Exercise requirements — Pick out each line in the records below that contains the word "engine", and copy those lines in their original order.

* BEGIN *

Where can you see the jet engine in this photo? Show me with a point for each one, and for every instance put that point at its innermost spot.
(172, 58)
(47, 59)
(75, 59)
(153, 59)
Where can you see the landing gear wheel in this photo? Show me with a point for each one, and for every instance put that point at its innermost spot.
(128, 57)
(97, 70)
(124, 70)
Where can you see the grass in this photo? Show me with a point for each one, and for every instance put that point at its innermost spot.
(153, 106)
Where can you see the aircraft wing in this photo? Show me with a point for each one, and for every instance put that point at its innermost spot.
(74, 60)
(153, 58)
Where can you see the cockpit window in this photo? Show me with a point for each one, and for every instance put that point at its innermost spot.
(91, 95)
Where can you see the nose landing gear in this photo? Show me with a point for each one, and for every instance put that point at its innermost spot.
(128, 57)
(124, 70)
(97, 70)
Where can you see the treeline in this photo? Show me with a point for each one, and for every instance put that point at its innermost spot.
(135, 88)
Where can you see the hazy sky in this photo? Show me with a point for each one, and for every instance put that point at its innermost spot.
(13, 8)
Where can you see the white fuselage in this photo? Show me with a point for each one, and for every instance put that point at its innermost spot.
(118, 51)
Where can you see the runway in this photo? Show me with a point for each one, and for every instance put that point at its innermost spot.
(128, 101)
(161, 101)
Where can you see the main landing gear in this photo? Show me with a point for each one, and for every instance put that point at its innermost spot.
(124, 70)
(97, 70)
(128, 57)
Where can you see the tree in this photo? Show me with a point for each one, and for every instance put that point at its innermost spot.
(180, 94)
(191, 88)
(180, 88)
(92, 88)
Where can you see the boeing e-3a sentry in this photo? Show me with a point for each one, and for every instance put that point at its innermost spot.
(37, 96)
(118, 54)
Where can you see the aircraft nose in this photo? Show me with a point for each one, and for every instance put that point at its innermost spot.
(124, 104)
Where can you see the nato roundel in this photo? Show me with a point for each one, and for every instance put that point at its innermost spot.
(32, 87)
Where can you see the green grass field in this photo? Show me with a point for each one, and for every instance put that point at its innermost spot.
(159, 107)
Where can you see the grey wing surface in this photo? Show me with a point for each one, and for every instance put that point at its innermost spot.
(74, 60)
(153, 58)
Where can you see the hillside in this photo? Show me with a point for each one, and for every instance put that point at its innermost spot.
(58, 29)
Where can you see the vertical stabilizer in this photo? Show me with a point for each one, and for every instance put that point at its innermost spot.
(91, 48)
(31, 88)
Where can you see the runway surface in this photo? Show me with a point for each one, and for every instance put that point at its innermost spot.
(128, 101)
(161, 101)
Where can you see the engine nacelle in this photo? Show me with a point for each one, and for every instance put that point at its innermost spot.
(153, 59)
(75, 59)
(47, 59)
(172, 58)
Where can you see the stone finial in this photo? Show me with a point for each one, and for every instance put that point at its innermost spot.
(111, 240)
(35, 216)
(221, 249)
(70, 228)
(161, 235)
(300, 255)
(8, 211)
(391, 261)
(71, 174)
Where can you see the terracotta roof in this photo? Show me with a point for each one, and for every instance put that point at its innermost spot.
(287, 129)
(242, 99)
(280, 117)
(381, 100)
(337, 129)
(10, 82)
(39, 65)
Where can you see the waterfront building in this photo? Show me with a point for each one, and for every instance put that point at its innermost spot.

* END *
* BEGIN *

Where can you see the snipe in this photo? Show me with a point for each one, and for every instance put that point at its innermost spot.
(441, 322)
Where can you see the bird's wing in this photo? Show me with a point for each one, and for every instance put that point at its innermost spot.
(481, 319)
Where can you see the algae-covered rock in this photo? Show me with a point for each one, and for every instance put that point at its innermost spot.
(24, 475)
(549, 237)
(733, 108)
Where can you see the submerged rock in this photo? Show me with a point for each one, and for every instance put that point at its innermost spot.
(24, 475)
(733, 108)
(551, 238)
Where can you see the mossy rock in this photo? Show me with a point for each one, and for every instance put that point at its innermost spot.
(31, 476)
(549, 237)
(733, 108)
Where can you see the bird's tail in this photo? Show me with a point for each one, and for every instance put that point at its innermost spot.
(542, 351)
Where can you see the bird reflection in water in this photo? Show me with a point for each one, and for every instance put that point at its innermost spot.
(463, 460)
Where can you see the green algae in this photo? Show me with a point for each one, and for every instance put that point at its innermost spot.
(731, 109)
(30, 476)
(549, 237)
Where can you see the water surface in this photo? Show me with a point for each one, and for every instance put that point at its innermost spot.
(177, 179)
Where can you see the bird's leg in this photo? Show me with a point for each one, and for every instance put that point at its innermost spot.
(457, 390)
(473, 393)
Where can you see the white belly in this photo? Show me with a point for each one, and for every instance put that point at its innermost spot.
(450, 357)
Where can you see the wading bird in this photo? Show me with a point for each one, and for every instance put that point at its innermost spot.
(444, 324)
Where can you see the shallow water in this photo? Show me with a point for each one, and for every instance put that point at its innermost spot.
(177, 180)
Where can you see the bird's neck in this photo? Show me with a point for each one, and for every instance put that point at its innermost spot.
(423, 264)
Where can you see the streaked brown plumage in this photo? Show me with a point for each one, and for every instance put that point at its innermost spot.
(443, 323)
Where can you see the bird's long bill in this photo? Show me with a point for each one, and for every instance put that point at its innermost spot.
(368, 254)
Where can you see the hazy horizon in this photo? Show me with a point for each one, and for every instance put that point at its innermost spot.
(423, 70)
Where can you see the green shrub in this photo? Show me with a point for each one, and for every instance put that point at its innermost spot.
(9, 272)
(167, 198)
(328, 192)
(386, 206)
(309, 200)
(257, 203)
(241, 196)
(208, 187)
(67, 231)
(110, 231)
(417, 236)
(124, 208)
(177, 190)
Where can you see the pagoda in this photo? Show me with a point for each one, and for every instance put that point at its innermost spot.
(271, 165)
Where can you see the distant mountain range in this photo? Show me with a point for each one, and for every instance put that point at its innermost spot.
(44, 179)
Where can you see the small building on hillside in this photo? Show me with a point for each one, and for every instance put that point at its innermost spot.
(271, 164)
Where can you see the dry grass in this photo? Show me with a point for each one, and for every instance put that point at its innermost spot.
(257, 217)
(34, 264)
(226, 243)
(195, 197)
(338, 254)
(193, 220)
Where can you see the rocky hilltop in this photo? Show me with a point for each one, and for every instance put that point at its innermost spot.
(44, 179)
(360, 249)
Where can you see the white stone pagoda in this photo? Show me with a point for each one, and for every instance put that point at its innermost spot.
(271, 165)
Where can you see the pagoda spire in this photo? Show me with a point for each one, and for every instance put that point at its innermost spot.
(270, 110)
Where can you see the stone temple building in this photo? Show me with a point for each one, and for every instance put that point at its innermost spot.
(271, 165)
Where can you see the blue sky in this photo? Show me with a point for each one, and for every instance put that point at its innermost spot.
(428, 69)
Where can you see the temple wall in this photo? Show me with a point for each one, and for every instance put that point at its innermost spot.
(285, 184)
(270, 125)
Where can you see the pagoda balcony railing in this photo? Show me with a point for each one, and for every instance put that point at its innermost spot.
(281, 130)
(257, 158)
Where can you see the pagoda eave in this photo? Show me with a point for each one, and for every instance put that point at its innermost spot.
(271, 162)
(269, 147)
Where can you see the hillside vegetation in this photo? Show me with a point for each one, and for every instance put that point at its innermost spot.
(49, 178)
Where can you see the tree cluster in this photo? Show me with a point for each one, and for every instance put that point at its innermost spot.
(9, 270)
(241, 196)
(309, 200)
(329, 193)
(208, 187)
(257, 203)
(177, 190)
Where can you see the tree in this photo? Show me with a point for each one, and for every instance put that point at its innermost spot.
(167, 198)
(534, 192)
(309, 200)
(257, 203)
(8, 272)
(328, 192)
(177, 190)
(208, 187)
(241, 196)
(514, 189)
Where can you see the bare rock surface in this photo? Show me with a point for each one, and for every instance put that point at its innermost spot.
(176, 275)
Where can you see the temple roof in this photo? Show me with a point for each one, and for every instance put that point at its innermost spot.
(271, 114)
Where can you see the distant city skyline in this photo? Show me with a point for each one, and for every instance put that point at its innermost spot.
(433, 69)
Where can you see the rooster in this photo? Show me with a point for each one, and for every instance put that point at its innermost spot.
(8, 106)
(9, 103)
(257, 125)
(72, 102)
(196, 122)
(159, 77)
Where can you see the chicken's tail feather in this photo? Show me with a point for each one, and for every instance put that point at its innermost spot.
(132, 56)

* END *

Answer —
Where can you see the jet engine in this photo? Show me with a point for each one, and for every instance put that point at its innermost spot.
Where can you see the engine nacelle in this photo? Show me with a point for each one, and for every instance put that point at its innermost spot.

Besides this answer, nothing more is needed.